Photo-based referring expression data

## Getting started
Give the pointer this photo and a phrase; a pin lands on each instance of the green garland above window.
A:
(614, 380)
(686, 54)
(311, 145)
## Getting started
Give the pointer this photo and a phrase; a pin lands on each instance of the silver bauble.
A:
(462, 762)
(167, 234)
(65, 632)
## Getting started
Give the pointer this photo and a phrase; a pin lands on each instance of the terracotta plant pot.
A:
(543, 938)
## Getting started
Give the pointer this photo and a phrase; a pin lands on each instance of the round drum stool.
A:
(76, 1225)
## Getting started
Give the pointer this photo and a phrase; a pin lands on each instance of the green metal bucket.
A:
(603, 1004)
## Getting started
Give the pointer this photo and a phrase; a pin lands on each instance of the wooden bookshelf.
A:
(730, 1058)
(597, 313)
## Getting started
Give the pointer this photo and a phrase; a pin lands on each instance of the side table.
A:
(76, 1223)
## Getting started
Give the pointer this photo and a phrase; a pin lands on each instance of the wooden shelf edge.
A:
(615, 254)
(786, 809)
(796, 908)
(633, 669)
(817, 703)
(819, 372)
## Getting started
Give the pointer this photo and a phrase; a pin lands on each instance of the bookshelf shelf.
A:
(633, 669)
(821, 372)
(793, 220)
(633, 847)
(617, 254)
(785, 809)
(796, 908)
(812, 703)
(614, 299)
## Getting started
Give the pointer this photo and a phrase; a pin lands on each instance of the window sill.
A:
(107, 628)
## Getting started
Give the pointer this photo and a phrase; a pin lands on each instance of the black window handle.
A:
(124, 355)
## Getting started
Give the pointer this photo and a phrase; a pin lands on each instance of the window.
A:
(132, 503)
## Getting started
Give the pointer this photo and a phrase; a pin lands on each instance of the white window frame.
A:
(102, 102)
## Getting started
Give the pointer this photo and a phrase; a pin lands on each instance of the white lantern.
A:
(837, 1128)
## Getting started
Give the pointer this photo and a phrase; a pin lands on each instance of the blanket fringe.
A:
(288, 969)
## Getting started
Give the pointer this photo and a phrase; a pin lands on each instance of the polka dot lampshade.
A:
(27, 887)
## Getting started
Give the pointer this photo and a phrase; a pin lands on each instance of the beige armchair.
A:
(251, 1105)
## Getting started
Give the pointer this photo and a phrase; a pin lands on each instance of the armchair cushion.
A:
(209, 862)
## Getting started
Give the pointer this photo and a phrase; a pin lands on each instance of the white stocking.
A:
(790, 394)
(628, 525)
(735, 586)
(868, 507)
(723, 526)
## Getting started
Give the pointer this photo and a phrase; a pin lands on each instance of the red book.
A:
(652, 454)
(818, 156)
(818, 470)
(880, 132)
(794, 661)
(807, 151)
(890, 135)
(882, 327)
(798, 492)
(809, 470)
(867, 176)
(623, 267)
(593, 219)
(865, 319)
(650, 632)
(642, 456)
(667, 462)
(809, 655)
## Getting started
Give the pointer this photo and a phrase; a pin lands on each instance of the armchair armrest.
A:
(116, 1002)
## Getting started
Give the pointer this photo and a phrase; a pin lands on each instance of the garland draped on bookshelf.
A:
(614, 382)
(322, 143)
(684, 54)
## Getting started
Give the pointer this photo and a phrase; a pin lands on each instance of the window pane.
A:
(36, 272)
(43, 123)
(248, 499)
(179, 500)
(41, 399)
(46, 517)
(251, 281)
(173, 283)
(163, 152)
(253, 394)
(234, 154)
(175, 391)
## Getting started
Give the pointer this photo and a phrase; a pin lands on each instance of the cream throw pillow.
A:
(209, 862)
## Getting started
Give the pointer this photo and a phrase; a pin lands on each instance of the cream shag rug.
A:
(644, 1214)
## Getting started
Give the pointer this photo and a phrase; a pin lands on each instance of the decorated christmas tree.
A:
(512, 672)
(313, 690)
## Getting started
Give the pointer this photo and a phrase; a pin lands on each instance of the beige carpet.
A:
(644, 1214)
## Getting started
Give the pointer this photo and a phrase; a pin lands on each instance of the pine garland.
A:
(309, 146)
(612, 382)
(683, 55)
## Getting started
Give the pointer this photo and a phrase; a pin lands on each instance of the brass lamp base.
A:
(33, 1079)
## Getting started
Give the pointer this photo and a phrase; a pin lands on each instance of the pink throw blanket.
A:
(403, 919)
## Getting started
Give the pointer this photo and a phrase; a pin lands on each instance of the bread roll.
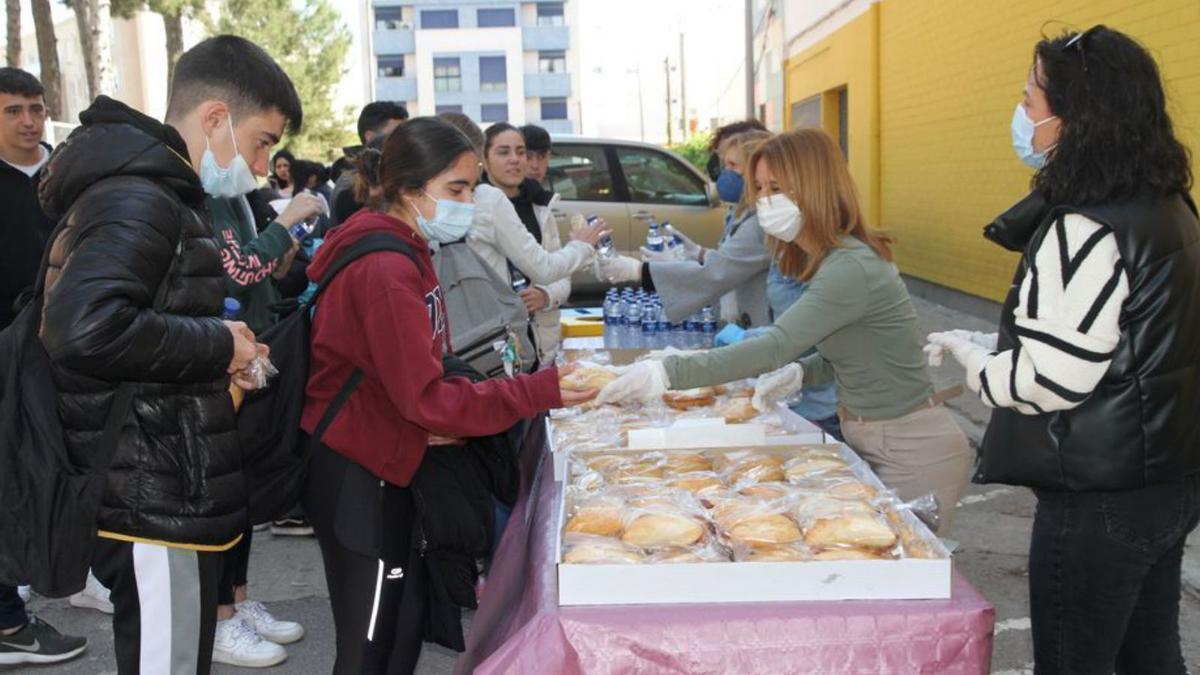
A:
(696, 483)
(852, 530)
(587, 377)
(657, 530)
(765, 530)
(736, 411)
(604, 520)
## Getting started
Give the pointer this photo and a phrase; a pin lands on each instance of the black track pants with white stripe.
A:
(165, 605)
(378, 603)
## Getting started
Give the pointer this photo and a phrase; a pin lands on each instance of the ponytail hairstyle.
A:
(412, 155)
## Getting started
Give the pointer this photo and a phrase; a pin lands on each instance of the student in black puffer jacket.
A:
(133, 298)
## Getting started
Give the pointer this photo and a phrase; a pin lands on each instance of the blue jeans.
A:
(1104, 579)
(12, 608)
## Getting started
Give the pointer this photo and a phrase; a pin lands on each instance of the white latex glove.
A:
(971, 356)
(643, 381)
(935, 353)
(618, 269)
(777, 386)
(691, 250)
(664, 256)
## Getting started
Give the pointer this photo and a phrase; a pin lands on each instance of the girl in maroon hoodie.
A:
(384, 316)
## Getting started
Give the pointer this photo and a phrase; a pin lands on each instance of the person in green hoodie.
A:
(247, 634)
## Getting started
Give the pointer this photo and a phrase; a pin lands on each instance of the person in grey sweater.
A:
(733, 274)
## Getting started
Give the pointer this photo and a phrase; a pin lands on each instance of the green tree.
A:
(310, 42)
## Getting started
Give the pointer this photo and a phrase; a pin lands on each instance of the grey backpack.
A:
(486, 316)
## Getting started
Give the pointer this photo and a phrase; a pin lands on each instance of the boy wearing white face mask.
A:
(856, 312)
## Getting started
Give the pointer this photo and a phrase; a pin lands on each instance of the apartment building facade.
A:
(513, 61)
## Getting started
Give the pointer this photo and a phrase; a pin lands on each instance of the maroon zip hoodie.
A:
(385, 316)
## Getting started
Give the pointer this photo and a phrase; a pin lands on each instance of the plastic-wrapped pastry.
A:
(603, 517)
(696, 483)
(587, 376)
(658, 530)
(736, 410)
(587, 549)
(688, 399)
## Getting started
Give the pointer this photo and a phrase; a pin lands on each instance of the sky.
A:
(622, 36)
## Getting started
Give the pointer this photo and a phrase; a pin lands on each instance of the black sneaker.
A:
(40, 643)
(292, 527)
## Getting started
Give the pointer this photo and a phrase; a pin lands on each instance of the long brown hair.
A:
(811, 171)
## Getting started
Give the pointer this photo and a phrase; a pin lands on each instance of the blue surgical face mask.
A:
(730, 186)
(451, 220)
(1023, 138)
(229, 181)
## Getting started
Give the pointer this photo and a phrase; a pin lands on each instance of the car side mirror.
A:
(714, 198)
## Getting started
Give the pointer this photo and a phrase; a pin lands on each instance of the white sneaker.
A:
(93, 596)
(265, 625)
(238, 644)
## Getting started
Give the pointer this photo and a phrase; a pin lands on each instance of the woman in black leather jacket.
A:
(1096, 371)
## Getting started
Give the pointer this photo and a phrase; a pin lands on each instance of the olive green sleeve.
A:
(835, 298)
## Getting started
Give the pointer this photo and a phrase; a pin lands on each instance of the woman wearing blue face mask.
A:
(382, 322)
(733, 274)
(1093, 374)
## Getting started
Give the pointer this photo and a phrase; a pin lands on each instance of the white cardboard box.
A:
(755, 581)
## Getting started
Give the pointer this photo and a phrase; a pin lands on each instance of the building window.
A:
(447, 75)
(493, 112)
(389, 18)
(492, 73)
(552, 61)
(391, 66)
(553, 108)
(550, 13)
(496, 18)
(439, 18)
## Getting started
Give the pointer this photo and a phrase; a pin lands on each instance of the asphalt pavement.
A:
(993, 529)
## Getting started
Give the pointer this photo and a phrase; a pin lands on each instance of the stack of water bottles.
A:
(634, 320)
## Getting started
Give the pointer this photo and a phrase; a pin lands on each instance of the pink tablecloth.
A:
(520, 628)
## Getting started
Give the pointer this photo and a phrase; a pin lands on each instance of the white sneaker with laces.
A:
(238, 644)
(265, 625)
(93, 596)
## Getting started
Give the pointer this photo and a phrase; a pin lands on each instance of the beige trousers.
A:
(921, 453)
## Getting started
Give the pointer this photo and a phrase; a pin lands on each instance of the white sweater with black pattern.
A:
(1067, 323)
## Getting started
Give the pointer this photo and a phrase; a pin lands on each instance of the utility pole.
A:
(666, 70)
(683, 94)
(749, 65)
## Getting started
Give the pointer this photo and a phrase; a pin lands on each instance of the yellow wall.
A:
(849, 59)
(949, 75)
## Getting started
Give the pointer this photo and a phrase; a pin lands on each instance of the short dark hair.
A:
(239, 72)
(412, 155)
(376, 115)
(16, 81)
(1116, 141)
(537, 138)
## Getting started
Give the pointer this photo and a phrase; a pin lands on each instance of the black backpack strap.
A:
(369, 244)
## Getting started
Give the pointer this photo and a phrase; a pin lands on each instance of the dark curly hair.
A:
(1117, 141)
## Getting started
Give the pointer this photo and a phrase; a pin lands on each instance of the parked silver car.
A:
(628, 184)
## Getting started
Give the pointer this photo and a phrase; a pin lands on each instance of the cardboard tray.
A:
(756, 581)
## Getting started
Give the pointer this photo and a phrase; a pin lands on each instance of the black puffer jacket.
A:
(135, 231)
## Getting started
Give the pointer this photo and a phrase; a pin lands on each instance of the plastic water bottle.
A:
(654, 238)
(604, 246)
(519, 280)
(232, 309)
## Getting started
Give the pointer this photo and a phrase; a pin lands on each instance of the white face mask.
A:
(229, 181)
(780, 217)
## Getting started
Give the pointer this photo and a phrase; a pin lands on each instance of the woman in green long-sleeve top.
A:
(856, 312)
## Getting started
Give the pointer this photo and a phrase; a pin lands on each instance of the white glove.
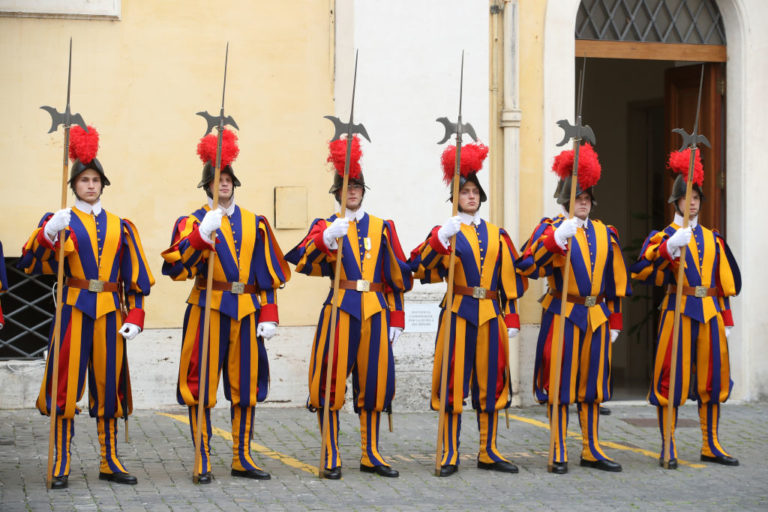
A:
(59, 221)
(129, 330)
(266, 329)
(337, 229)
(449, 228)
(565, 231)
(210, 223)
(678, 240)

> What to work on
Look through the data above and report every line in which "building" appears.

> Finished exercise
Give the pointer this photo and a phrase; a pin lands on each instance of the apartment building facade.
Give the pointer this photo and a phrase; a pin lands on each instance of the building window.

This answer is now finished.